+++ TASK INPUT +++

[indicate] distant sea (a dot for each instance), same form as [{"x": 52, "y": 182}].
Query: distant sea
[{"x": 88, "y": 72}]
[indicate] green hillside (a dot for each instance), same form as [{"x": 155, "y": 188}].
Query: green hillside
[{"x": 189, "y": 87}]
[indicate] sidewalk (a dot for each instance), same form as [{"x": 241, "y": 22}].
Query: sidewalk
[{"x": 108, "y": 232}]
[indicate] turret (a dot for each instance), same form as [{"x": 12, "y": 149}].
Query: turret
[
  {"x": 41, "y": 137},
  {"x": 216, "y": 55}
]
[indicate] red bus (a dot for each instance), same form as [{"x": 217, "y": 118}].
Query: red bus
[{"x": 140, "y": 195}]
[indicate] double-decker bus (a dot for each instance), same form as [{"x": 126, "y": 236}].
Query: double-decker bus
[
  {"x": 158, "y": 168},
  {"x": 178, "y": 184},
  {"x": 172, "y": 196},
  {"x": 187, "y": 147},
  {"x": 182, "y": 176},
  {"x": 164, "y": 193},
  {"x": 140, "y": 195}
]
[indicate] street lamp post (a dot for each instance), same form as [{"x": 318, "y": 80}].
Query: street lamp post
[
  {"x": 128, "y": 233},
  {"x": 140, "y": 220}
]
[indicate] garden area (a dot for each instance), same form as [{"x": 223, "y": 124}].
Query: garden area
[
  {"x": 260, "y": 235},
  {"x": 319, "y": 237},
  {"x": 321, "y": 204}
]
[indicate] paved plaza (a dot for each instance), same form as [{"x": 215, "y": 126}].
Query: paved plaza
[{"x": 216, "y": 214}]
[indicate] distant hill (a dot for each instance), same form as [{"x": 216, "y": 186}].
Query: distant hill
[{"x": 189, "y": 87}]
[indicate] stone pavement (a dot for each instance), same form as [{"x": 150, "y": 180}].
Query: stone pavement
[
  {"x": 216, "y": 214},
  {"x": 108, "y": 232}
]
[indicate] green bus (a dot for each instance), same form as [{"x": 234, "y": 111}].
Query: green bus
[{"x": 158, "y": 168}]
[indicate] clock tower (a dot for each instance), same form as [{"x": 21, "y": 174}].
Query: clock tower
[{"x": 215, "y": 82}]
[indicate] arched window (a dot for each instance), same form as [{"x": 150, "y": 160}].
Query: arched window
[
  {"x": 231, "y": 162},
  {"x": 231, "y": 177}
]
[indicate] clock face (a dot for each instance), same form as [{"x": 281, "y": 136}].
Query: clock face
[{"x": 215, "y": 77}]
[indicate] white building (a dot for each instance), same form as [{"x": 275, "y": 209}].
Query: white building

+++

WORK ITEM » Could you find every line in the records above that has the string "building" and copy it?

PROBLEM SOLUTION »
[indicate] white building (a dot for each instance), same form as [{"x": 275, "y": 209}].
Query: white building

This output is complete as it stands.